> [What the task asks]: Exclude the pictures and reproduce the remaining data exactly as written.

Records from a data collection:

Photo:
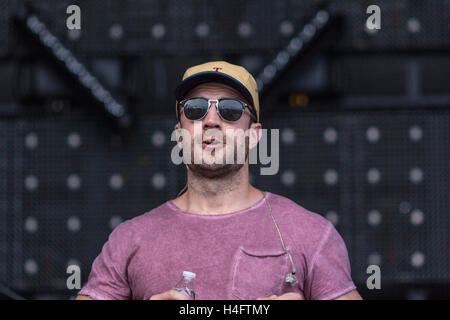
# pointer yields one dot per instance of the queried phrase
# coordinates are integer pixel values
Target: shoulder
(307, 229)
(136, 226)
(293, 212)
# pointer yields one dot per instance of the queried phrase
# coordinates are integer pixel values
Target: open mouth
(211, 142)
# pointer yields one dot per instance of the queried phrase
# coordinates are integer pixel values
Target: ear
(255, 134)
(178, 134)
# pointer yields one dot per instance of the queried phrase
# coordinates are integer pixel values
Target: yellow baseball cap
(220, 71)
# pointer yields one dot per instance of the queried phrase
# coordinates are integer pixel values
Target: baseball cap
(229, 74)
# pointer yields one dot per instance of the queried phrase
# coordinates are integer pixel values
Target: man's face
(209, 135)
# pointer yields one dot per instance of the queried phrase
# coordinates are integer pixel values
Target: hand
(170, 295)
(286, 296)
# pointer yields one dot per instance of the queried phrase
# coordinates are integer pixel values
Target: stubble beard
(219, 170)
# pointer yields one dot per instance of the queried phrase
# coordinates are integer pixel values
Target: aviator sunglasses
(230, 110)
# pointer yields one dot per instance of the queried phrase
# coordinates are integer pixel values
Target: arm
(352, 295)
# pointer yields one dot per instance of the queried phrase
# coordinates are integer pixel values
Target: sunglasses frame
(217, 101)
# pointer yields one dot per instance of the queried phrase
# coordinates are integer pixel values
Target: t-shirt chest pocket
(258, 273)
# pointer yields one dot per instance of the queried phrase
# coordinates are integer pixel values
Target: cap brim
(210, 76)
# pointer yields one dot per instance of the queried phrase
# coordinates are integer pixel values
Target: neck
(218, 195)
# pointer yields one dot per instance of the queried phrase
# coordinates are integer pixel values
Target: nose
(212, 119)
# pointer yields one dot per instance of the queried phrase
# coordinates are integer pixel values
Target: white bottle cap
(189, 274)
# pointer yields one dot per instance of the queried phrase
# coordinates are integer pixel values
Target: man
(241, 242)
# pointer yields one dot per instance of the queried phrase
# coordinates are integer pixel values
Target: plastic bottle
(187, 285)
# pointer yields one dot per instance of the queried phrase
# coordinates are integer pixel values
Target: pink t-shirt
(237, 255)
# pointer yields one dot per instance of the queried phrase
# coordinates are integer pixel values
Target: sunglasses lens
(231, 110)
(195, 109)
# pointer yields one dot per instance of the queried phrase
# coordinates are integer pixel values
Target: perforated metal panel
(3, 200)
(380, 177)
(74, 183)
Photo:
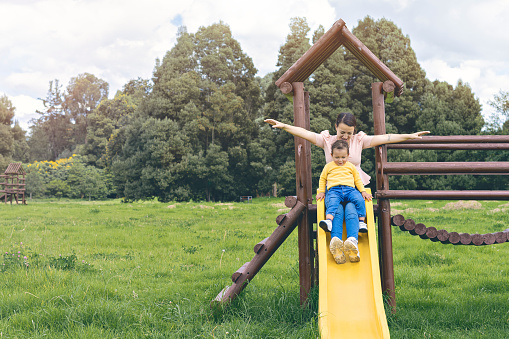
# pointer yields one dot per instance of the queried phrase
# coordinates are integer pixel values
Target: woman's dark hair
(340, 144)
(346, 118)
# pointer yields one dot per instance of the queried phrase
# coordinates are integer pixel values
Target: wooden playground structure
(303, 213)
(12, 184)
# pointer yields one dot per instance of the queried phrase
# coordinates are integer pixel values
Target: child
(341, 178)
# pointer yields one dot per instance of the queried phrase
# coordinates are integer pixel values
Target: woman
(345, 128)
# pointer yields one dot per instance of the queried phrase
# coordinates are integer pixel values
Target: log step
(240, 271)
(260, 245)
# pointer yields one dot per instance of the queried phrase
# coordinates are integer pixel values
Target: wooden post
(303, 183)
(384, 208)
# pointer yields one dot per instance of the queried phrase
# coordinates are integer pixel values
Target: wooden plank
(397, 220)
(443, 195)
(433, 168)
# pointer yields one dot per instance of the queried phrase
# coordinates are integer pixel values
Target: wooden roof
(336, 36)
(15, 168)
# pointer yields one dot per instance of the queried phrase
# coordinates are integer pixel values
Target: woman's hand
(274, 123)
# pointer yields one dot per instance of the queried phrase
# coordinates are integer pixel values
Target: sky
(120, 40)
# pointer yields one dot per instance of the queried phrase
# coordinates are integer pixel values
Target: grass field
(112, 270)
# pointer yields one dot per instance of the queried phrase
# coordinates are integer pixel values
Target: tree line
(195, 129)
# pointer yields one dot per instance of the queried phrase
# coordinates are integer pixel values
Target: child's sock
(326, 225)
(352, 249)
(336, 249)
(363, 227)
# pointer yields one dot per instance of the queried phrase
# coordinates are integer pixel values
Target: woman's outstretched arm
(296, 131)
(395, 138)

> [Answer to this problem]:
Photo:
# pointer yields one dot per instance of the queried phrase
# coordinates are integer pixel values
Target: shoulder
(307, 229)
(136, 226)
(293, 212)
# pointer yields one dot per instance of the queried phrase
# coordinates are integer pixel values
Target: open mouth
(211, 142)
# pointer yields one dot per instance of the queried phrase
# coordinates are integer pixel values
Target: ear
(255, 134)
(178, 134)
# pointer yields one dot per instance of the queried phrase
# coordinates are integer pixel values
Target: yellow baseball cap
(220, 71)
# pointer yields one dot per instance of the queried phrase
# coordinates are integer pixel values
Target: baseball cap
(229, 74)
# pointer yields one dot per instance of the queried phrase
# coordinates are integer pixel values
Target: man's face
(209, 135)
# pointer yields one dot per instance of the queried phrase
# coordinates are integer pixel values
Target: hand
(170, 295)
(286, 296)
# pointer yields one dot per instance of the queried phrase
# coordinates are integer pixel values
Target: stubble beard
(219, 170)
# pointer yields one dot per instance of the queried phrase
# coordinates are integer pixel values
Target: aviator sunglasses
(230, 110)
# pointer yields one dot per instance of the queried phrase
# coordinates are integer pixel values
Target: arm
(352, 295)
# pointer yields one dot per instance of the queried phrase
# coordinates are integer pixel values
Target: sunglasses frame
(217, 101)
# pointer yields one dot per instance of the queried phrase
# coordinates are integer pixel values
Target: t-shirt chest pocket
(258, 273)
# pointer yields one dot per instance of the queried phrase
# coordinates are integer pixel values
Target: cap brim
(210, 76)
# pointer yields one dot per instance of the queried phrase
# coordinates are integer pixel values
Target: neck
(218, 195)
# pointer yields one dot per instance of the queried phrase
# coordinates are integer pixel values
Target: nose
(212, 119)
# pointer yields one dot per instance of the queried phrase
# coordinates are integer pixel values
Target: white bottle cap
(189, 274)
# pointer yields one dot per instance of the queried phrase
# coordinates are integer pixel values
Target: man
(241, 242)
# pointer yields one dot per instance of the queried phrase
# coordinates are integer pixel values
Target: plastic bottle
(187, 285)
# pointer yields one dot per instance of the queried phrase
# coordinates are integer pixel values
Target: pink t-shirt
(237, 255)
# pointer yields one dot per instance of the queried phrase
# coordinates are integer pixel values
Target: sunglasses lens
(231, 110)
(195, 109)
# pointer yields one dot per instance of the queried phrase
# coordinates are integer pixel values
Target: perforated metal panel
(3, 200)
(380, 177)
(74, 183)
Photo:
# pointer yields one dot per instance of the queried phrase
# coordinates are integer pixel values
Target: woman's dark hair
(340, 144)
(346, 118)
# pointer yields one dot per instance of the queried phrase
# coordinates are integer pixel values
Target: wooden playground structure
(303, 213)
(12, 184)
# pointer yields one dot per instance of the queried phrase
# coordinates are integer pixel values
Target: child
(341, 178)
# pointer yields one dot per instance of the queried phrase
# coordinates are integer pixel values
Target: woman
(345, 128)
# pointer yields one dot per instance of the queried phrase
# coordinates are integer pixel values
Target: log step
(240, 271)
(260, 245)
# pointer yields one dot per instance of the queried phrase
# coordinates are integer pixel values
Target: wooden post
(303, 183)
(384, 208)
# pointer yields one dot per instance of the queried phrase
# coordinates are integer pixel values
Target: wooden plank
(397, 220)
(443, 195)
(433, 168)
# pointer yields one dot per instance of the queried phrase
# coordinates are integer pixel values
Target: wooden roof
(336, 36)
(15, 168)
# pointer yields one dot per instance of the queried phrase
# coordinates are integer pixel values
Target: woman's hand
(274, 123)
# pointer yields one dot per instance of the queried phrase
# coordinates are integer pixel values
Target: sky
(120, 40)
# pointer yields one dot per instance of the queried phrase
# coordinates are integer pixel values
Target: grass field
(112, 270)
# pointer yields one dot per instance of the queried phrase
# coordinates are integer pixel values
Target: tree line
(195, 129)
# pointer yields one dot per instance of the queried phrase
# coordinates are integer pixel values
Target: child's sock
(326, 225)
(352, 249)
(336, 249)
(363, 227)
# pointer yields one dot per instance of the queried phrase
# coordinates are integer pixel values
Target: woman's outstretched arm
(296, 131)
(395, 138)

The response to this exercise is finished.